Recast everything from the line containing "Note: mark the row" down to the line containing "pixel 513 690" in the material below as a Markdown table with the columns "No." and "Line," giving one row per line and leaving out blank lines.

Pointing dataset excerpts:
+===+
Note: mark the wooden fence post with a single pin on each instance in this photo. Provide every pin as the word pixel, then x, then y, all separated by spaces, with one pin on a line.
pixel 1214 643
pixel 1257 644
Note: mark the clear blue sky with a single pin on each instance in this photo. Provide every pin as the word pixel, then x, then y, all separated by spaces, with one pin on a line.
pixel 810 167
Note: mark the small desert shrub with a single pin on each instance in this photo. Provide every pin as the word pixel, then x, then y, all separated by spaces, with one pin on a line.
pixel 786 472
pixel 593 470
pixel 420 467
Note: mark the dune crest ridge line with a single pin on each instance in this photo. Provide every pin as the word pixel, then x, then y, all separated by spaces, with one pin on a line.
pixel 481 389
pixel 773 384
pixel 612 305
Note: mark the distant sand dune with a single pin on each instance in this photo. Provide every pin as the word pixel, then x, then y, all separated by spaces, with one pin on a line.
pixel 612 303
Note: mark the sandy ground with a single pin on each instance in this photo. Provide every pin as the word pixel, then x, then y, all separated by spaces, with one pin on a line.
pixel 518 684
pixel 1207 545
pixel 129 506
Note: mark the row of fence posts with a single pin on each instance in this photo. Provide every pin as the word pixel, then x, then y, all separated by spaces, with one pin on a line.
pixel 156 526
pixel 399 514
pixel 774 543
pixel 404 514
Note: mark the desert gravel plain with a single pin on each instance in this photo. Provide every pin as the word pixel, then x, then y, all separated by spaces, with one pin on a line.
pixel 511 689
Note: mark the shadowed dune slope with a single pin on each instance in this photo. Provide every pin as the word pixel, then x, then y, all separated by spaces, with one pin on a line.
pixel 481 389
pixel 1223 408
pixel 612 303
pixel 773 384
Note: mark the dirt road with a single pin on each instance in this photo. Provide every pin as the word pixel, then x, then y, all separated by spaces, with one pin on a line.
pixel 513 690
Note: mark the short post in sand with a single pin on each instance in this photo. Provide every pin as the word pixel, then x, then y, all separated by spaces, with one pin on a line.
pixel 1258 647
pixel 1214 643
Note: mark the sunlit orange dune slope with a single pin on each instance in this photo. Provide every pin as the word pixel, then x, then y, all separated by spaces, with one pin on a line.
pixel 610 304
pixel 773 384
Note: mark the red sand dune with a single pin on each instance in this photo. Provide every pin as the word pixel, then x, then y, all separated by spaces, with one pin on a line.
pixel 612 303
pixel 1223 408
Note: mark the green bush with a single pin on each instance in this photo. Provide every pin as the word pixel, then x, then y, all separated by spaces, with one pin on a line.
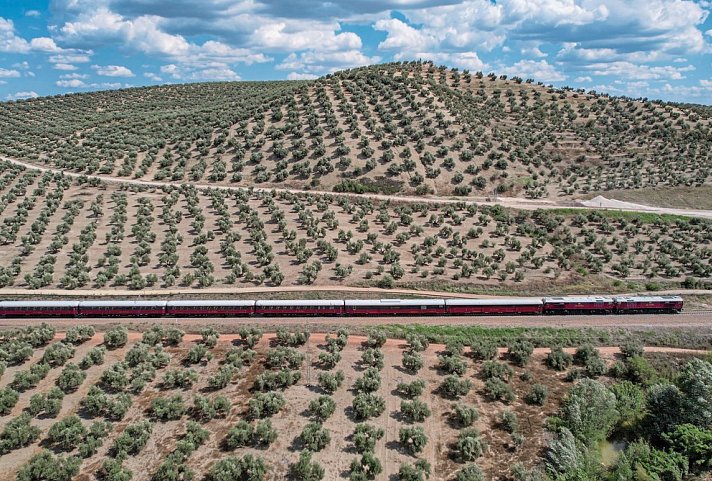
pixel 470 445
pixel 70 378
pixel 537 395
pixel 454 387
pixel 413 439
pixel 368 405
pixel 315 437
pixel 46 467
pixel 246 468
pixel 67 433
pixel 116 337
pixel 411 389
pixel 322 408
pixel 365 437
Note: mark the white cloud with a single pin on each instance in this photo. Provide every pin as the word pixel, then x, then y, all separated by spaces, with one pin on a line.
pixel 215 72
pixel 65 66
pixel 22 95
pixel 538 70
pixel 73 83
pixel 301 76
pixel 6 73
pixel 113 70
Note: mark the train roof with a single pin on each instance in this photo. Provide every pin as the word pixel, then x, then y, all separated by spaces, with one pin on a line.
pixel 394 302
pixel 122 304
pixel 649 299
pixel 284 303
pixel 211 303
pixel 39 303
pixel 555 300
pixel 518 301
+===+
◆ **Solution for this exercise**:
| No. | Line |
|---|---|
| 1 | Note: mark the row of fence posts with a single pin on each instance in this photo. Provide every pin as the word pixel, then x, then y, all separated by spaces, with one pin on a line. |
| 2 | pixel 156 526 |
| 3 | pixel 399 514 |
| 4 | pixel 774 543 |
| 5 | pixel 404 514 |
| 6 | Note: mark the desert gravel plain with a single pin on each instance in this photo. Provide every pin as the word pixel, then x, then y, all separated by spaces, with one pin on a line. |
| 7 | pixel 511 689 |
| 8 | Note: mark the shadowed dune slope with a single pin on each instance in this photo. Provide every pin as the word pixel, then x, then y, all separated by spaces, with one pin on a line. |
| 9 | pixel 481 389 |
| 10 | pixel 1223 408 |
| 11 | pixel 612 303 |
| 12 | pixel 773 384 |
| 13 | Note: mark the dirt road with a single pin on each instance in this photo. Provide every pin as the word pixel, then x, then y, all separated by spaces, with one pin on a line. |
| 14 | pixel 513 690 |